From the line containing "camera, I would be grateful." to the line containing "mouth</item>, I would be grateful." in the records below, set down every line exactly as it stands, both ends included, and skip the pictures.

(Segmentation mask data)
===============

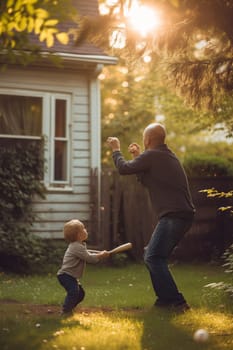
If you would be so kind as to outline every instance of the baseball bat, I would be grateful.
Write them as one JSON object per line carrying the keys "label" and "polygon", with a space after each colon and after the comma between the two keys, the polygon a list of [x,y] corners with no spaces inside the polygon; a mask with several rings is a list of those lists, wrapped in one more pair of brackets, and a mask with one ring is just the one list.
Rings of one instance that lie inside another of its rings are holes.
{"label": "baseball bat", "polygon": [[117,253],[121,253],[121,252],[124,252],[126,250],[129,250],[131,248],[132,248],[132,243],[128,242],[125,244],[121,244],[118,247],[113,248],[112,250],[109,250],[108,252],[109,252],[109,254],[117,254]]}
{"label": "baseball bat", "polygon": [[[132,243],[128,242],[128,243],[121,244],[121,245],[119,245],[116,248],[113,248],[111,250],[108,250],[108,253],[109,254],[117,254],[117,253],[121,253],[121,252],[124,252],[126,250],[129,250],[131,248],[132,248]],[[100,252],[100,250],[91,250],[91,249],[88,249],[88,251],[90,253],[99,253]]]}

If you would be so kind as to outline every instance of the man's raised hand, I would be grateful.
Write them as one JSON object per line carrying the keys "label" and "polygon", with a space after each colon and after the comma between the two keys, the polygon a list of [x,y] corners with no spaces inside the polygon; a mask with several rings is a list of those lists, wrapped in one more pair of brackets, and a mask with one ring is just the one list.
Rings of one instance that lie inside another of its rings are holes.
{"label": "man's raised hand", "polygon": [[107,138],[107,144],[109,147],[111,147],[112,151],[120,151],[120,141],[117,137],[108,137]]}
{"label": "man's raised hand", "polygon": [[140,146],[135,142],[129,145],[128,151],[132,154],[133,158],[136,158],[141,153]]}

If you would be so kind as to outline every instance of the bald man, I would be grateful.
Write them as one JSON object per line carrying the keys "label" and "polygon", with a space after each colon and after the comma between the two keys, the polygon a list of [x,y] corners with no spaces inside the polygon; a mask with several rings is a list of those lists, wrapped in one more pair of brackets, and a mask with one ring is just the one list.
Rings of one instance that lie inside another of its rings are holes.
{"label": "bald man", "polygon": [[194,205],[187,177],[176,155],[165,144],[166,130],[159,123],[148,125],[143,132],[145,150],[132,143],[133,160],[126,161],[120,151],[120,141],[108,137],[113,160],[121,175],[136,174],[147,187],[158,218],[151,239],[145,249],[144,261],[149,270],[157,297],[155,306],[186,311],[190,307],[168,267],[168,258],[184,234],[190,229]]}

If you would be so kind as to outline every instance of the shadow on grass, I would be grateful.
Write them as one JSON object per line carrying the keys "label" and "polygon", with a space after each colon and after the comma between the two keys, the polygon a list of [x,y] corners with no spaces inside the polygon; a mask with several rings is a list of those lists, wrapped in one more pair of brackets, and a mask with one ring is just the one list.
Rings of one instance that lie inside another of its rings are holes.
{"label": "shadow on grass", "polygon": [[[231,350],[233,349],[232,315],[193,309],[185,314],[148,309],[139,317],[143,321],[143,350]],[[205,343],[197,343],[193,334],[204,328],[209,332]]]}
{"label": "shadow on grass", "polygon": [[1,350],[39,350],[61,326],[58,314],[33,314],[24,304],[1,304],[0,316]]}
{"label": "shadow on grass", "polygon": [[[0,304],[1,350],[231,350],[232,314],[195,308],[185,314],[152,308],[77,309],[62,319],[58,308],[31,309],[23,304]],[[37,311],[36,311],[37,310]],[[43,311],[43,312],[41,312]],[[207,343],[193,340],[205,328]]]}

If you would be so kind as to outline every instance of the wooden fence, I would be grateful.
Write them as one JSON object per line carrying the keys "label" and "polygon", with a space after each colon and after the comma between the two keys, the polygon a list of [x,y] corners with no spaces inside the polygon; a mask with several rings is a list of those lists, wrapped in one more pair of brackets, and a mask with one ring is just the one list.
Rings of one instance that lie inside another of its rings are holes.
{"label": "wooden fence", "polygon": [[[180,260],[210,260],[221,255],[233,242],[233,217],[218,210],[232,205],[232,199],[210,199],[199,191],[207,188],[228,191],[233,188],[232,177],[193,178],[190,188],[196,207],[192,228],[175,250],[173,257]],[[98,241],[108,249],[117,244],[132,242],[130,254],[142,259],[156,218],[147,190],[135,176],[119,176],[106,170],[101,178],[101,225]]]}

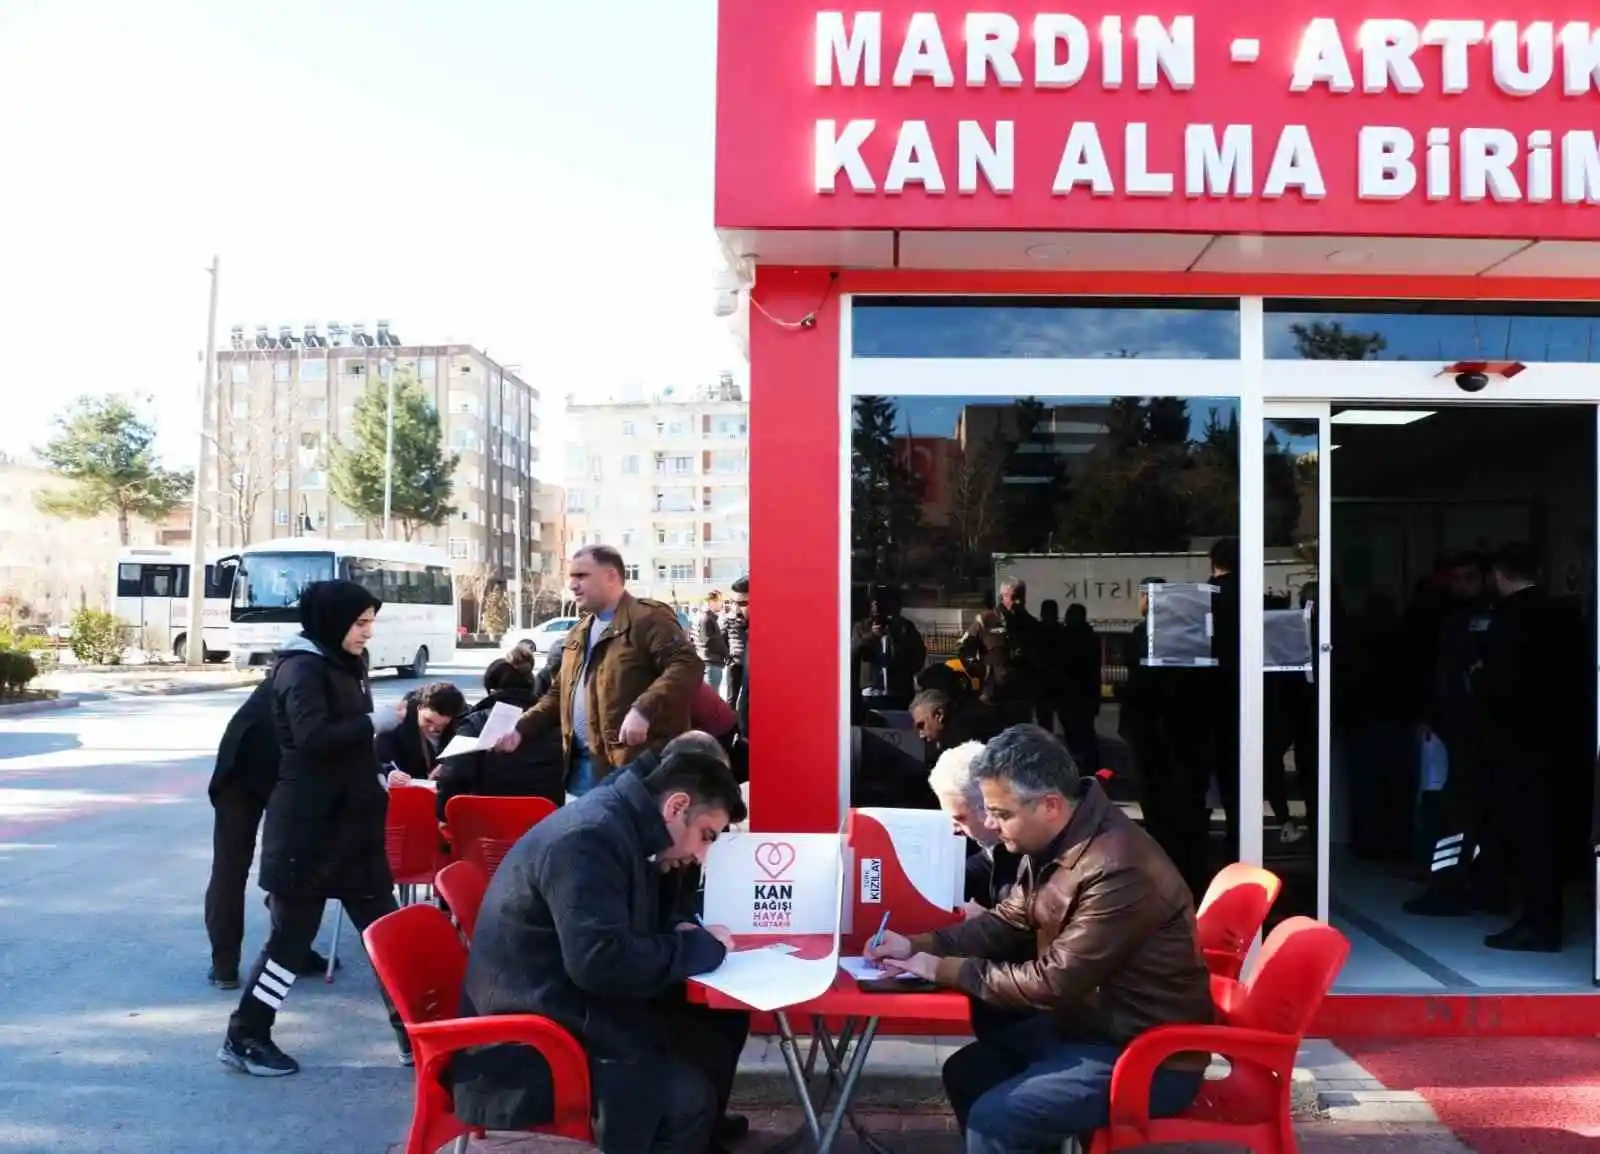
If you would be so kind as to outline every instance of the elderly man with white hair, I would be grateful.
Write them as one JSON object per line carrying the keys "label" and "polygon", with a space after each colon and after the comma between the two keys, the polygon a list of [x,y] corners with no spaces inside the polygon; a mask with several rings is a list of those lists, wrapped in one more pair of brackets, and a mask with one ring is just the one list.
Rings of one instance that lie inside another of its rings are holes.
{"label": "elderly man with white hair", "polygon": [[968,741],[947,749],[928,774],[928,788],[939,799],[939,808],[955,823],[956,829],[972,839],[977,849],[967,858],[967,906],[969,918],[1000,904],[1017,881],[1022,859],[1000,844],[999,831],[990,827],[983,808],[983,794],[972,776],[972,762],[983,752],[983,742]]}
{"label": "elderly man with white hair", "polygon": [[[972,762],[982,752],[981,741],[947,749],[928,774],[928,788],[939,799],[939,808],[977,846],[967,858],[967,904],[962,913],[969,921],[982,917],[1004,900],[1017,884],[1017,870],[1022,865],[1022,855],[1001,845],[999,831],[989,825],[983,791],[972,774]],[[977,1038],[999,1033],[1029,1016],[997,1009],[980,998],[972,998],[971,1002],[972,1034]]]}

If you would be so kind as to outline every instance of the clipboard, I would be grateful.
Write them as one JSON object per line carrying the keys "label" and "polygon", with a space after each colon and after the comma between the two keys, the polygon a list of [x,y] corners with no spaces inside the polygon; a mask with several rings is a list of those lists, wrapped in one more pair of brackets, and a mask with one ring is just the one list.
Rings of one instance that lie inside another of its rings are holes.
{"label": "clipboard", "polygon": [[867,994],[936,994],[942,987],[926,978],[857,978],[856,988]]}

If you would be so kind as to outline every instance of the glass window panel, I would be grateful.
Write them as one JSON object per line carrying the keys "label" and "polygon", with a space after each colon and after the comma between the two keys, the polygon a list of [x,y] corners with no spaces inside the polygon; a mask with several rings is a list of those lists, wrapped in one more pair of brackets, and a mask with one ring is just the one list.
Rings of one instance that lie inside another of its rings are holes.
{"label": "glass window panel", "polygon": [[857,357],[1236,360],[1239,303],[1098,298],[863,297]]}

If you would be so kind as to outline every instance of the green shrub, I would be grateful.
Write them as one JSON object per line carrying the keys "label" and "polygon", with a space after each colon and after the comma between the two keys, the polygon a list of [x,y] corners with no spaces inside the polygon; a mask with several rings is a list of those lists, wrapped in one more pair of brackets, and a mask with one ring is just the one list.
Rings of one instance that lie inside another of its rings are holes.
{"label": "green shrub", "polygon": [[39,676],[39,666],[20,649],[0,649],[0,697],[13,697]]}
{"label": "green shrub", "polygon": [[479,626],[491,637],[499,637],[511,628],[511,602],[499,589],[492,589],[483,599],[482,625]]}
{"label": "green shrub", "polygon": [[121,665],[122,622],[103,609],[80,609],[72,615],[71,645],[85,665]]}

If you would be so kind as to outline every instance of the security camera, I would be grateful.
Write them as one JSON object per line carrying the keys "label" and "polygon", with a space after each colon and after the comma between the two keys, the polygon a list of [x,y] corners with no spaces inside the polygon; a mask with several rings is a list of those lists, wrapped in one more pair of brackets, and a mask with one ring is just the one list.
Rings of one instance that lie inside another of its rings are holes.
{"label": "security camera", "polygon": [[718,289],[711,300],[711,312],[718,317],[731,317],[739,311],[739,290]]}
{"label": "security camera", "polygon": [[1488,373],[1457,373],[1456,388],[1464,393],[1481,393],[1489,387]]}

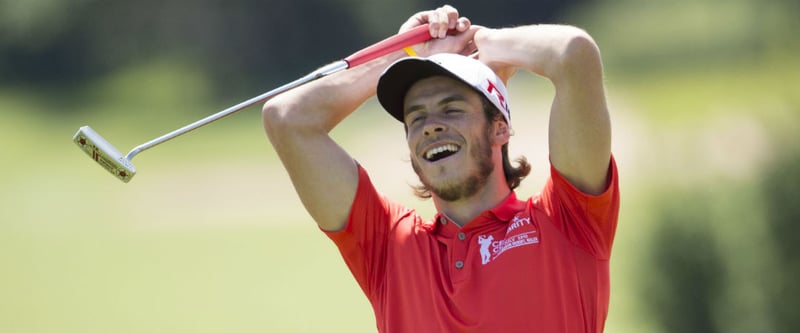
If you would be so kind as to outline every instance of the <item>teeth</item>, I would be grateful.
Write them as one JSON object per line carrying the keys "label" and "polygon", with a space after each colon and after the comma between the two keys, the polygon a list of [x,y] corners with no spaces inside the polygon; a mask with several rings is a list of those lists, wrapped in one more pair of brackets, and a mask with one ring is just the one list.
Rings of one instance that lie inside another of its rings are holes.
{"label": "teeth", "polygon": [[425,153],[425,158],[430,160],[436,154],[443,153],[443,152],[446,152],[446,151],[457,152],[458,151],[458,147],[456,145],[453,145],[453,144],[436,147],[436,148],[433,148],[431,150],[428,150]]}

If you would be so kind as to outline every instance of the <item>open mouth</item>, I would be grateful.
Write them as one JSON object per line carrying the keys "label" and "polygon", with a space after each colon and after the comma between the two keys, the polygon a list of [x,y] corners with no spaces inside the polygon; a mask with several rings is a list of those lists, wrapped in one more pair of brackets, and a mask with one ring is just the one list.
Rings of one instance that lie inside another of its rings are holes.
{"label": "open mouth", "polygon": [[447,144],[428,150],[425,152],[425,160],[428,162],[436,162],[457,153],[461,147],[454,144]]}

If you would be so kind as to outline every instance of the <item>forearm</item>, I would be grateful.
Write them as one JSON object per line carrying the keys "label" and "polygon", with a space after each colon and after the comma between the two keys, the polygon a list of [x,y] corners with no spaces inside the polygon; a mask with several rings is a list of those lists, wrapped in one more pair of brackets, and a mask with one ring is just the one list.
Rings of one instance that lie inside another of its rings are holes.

===============

■ OUTPUT OF THE EXERCISE
If you would be so kind as to outline every instance of the security camera, I would be grateful.
Write them as one JSON object per line carrying the keys "label" and "polygon", with a space after each colon and after the comma between the two keys, the polygon a list of [x,y] corners with no spaces inside the polygon; a mask with several rings is a list of those lists, wrapped in one more pair of brackets, and a mask with one ring is just the one list.
Rings of one instance that lie inside another of its rings are holes.
{"label": "security camera", "polygon": [[718,289],[711,300],[711,312],[718,317],[731,317],[739,311],[739,290]]}
{"label": "security camera", "polygon": [[1488,373],[1457,373],[1456,388],[1464,393],[1481,393],[1489,387]]}

If you would be so kind as to outline every instance of the <item>teeth</item>, I would be grateful.
Write them as one JSON object per line carrying the keys "label" and "polygon", with a space after each colon and after the comma between the two keys, the polygon a list of [x,y] corners with no spaces inside the polygon; a mask with several rings is a list of those lists, wrapped in one more pair of brackets, and a mask with one ring is just the one list.
Rings of one instance that lie inside another of its rings are holes.
{"label": "teeth", "polygon": [[425,153],[425,158],[430,160],[436,154],[443,153],[443,152],[446,152],[446,151],[457,152],[458,151],[458,147],[456,145],[453,145],[453,144],[436,147],[436,148],[433,148],[431,150],[428,150]]}

If you would be so kind as to outline every instance of the <item>open mouth</item>, I would be grateful.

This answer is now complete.